Estimate parameters under a (multivariate) OUBM model of evolution

Description

The mvslouchModel function uses maximum likelihood to fit parameters of a multivariate OUBM model evolving on the phylogeny. The user is recommended to install the suggested package PCMBaseCpp which significantly speeds up the calculations (see Details).

Usage

mvslouchModel(phyltree, mData, kY, regimes = NULL, regimes.times = NULL, 
root.regime = NULL, predictors = NULL, M.error = NULL, Atype = "Invertible", 
Syytype = "UpperTri", diagA = "Positive", estimate.root.state=FALSE, 
parameter_signs=NULL, start_point_for_optim = NULL, parscale = NULL, 
min_bl = 0.0003, maxiter = c(10,50,100), estimateBmethod="ML")

Arguments

phyltree

The phylogeny in phylo format. The tree can be obtained from e.g. a nexus file by the read.nexus() function from the ape package. The "standard" ape node indexing is assumed: for a tree with nn tips, the tips should have indices 1:n and the root index n+1. The root.edge field is ignored.

- Dataset section
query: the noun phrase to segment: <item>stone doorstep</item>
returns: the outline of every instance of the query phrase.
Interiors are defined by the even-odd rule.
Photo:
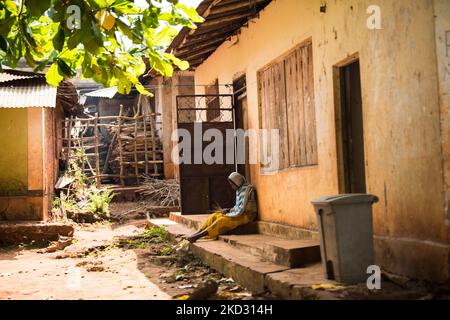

- Problems and tasks
1) In the mvslouchModel documentation, list every argument in the Usage call whose default value is a quoted string, along with that default.
2) Extend the mvslouchModel documentation from the point where it stops.

- Outputs in order
1)
Atype = "Invertible"
Syytype = "UpperTri"
diagA = "Positive"
estimateBmethod = "ML"

2)
mData

A matrix with the rows corresponding to the tip species while the columns correspond to the traits. The rows should be named by species
(field phyltree$tip.label), if not, then a warning is thrown and the order of the species is assumed to be the same as the order in which the species are in the phylogeny (i.e. correspond to the node indices 1:n, where nn is the number of tips). The columns should be named by traits, otherwise a warning is thrown and generic names are generated.

kY

Number of "Y" (response) variables. The first kY columns of mY are the "OU" ones, while the rest the "BM" ones. In more detail this value determines the number of columns of the mData matrix to treat as response variables ("OU" ones). For example, a value of 1 means that only the first column is treated as a response variable, while a value of 3 means the first three columns are treated as response variables. Any predictor variables ("BM" ones) the user is interested in setting for a particular model should therefore be placed in the final columns of the mData matrix, allowing for selecting select kY columns before this as response variables ("OU" ones).

regimes

A vector or list of regimes. If vector then each entry corresponds to each of phyltree's branches, i.e. to each row of phyltree$edge. If list then each list entry corresponds to a tip node and is a vector for regimes on that lineage. If NULL, then a constant regime is assumed on the whole tree.

regimes.times

A list of vectors for each tree node, it starts with 0 and ends with the current time of the species. In between are the times where the regimes (niches) changed. If NULL then each branch is considered to be a regime.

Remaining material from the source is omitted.